### What the task requires:
Starting with the opening line of the material, restate every line word for word, and end on the line containing "task: segment the flower petal".

### Records shown:
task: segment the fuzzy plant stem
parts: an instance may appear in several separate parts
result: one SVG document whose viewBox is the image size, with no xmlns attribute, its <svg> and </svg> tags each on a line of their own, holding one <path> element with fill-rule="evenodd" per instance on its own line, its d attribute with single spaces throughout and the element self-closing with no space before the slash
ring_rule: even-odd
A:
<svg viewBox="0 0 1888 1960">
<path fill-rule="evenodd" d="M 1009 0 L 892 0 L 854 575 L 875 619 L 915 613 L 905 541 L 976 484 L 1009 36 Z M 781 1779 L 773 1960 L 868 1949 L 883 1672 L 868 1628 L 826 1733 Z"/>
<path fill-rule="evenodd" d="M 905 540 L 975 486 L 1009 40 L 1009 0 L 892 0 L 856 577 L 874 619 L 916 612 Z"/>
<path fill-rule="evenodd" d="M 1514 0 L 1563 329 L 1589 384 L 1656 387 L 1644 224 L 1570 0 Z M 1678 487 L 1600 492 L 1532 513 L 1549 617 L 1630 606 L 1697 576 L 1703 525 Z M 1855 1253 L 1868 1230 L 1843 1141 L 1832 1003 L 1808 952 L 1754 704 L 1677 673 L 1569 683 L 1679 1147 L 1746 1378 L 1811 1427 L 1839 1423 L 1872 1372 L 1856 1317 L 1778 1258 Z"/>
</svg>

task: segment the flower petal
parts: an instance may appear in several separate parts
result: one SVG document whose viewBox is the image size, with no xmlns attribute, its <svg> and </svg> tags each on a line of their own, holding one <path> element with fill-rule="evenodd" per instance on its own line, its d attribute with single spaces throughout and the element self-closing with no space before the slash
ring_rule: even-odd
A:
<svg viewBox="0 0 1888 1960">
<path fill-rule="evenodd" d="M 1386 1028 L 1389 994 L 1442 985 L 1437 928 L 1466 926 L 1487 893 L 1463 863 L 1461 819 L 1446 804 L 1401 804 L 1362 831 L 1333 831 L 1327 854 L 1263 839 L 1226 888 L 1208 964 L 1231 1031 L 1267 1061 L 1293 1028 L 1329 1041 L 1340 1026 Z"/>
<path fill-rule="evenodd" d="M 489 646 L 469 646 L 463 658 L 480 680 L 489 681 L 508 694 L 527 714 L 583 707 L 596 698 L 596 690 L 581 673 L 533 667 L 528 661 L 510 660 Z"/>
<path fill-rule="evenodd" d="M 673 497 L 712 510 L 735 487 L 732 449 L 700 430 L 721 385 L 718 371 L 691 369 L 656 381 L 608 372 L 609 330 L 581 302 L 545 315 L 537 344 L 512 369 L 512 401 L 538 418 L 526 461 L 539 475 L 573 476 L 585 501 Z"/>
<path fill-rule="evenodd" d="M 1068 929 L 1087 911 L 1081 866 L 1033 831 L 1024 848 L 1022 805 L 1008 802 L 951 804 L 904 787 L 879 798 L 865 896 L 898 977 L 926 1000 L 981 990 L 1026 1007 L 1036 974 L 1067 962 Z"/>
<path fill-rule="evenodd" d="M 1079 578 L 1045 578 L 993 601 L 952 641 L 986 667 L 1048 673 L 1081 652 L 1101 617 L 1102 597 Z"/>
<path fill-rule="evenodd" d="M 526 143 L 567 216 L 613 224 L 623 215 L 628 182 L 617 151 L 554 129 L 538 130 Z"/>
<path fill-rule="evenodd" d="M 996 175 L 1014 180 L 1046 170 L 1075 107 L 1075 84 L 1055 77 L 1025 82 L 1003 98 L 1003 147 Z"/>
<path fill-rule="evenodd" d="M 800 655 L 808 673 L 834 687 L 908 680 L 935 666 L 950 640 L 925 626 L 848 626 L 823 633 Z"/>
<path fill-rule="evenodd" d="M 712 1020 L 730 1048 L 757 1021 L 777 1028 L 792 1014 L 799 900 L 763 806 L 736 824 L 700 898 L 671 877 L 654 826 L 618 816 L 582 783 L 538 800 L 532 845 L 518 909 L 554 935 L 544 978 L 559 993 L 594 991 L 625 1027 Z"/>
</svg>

### Answer box:
task: segment the fuzzy plant stem
parts: an instance may appear in several separate parts
result: one SVG document whose viewBox is the image size, with no xmlns attribute, its <svg> and </svg> tags each on a line of their own, holding one <path> element with fill-rule="evenodd" per instance on its own line, its d attribute with single spaces throughout and the element self-closing with no space before the slash
ring_rule: even-odd
A:
<svg viewBox="0 0 1888 1960">
<path fill-rule="evenodd" d="M 1009 0 L 892 0 L 854 575 L 875 619 L 915 613 L 905 541 L 976 484 L 1009 36 Z M 781 1779 L 773 1960 L 868 1949 L 883 1672 L 868 1628 L 826 1733 Z"/>
<path fill-rule="evenodd" d="M 905 540 L 975 486 L 1009 40 L 1009 0 L 892 0 L 856 577 L 874 619 L 916 612 Z"/>
<path fill-rule="evenodd" d="M 1514 0 L 1563 329 L 1589 384 L 1656 387 L 1644 224 L 1570 0 Z M 1678 487 L 1600 492 L 1532 513 L 1549 617 L 1630 606 L 1697 576 L 1703 525 Z M 1855 1253 L 1868 1230 L 1843 1141 L 1832 1003 L 1808 952 L 1754 704 L 1677 673 L 1569 683 L 1679 1147 L 1746 1378 L 1811 1427 L 1839 1423 L 1872 1372 L 1856 1317 L 1778 1258 Z"/>
</svg>

task: segment the flower petal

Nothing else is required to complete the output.